On Wednesday, Judge Tanya Chutkan unsealed a redacted version of Jack Smith’s immunity motion. Now we have a clear view of what Smith believes is still on the table after the Supreme Court’s decision. The short version: just about everything. Smith acknowledges that the Court took Trump’s interactions with DOJ officials out of the case, but he argues that everything else is either private conduct that is fair game or official conduct that he can overcome the presumption of immunity for by demonstrating prosecution won’t harm the presidency—as if it’s not Trump who’s harming the presidency. Smith is going to make the courts tell him no, if they are of a mind to. His position until then is that he is prosecuting Trump on all of the charges in the superseding indictment.
Judge Chutkan issued a written decision denying Trump's request to keep the filing under seal. Trump did not seek a timely stay, so we now have access to the redacted version of the brief the government submitted for the public record.
Donald Trump might be able to make the federal prosecutions against him go away if he is reelected. But the taint, the stench (to appropriate Justice Sotomayor’s choice of words during oral argument in Dobbs), is something democracy wouldn’t survive. Jack Smith’s layout of the evidence against Donald Trump in Section One of the brief underlines that. Smith is focused on law, not politics, but past is prologue, and his brief, although he certainly didn’t intend it, is a warning and a call to action for American voters.

************

## YOUR TASK
Continue the commentary above on Jack Smith's immunity brief, starting after its final sentence.

************

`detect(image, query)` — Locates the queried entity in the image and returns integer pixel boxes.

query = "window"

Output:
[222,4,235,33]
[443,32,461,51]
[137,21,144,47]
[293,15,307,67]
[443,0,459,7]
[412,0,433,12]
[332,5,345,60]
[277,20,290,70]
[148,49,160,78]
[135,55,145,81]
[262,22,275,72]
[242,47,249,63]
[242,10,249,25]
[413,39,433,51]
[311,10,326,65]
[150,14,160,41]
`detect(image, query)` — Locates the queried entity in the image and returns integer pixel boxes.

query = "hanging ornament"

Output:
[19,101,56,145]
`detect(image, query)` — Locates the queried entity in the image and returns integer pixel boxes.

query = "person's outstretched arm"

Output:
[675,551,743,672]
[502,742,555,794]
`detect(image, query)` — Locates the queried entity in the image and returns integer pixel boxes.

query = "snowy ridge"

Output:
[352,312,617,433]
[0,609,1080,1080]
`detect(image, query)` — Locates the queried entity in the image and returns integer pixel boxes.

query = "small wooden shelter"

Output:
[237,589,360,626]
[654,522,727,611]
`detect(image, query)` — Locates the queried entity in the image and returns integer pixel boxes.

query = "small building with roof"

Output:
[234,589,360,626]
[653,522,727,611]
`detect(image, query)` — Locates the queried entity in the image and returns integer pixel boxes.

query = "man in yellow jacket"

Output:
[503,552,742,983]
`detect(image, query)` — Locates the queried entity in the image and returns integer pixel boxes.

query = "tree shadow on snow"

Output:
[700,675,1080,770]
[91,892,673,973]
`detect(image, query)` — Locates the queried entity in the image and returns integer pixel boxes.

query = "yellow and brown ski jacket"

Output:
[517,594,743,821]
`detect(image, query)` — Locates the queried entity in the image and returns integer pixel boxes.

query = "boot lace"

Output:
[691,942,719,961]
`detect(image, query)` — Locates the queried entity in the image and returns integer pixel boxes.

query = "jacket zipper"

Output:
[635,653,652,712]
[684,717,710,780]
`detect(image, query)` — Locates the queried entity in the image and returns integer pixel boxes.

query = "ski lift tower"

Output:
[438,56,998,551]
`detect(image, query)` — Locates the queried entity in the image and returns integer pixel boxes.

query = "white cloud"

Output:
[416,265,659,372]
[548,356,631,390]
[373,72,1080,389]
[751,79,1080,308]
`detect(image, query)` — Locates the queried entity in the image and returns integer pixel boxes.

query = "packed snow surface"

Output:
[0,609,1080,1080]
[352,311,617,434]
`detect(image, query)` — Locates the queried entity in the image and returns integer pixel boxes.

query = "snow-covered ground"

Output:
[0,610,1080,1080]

************

## THE REPLY
Smith goes straight to it in his opening paragraph. He’s not intimidated by Donald Trump or by the Supreme Court’s decision, which some people suggested might end his prosecution: “Although the defendant was the incumbent President during the charged conspiracies, his scheme was fundamentally a private one. Working with a team of private co-conspirators, the defendant acted as a candidate when he pursued multiple criminal means to disrupt, through fraud and deceit, the government function by which votes are collected and counted—a function in which the defendant, as President, had no official role.” Smith says that although the Supreme Court has ruled Trump’s efforts to corrupt the Justice Department in his quest to overthrow the 2020 election are covered by immunity, the rest of the allegations against Trump are fair game. He uses the 165 pages in his brief to establish that point.
We now know to a moral certainty why Donald Trump didn’t want the public to see this brief. It’s because he’s guilty. Not just in the court of public opinion. Smith has the goods on him. Unlike the January 6 committee, Smith had subpoena power and the ability to execute search warrants and use other investigative techniques, and he put them to good purpose. He also appears to have witness testimony that is new, for instance, details about Trump’s conversations with Mike Pence.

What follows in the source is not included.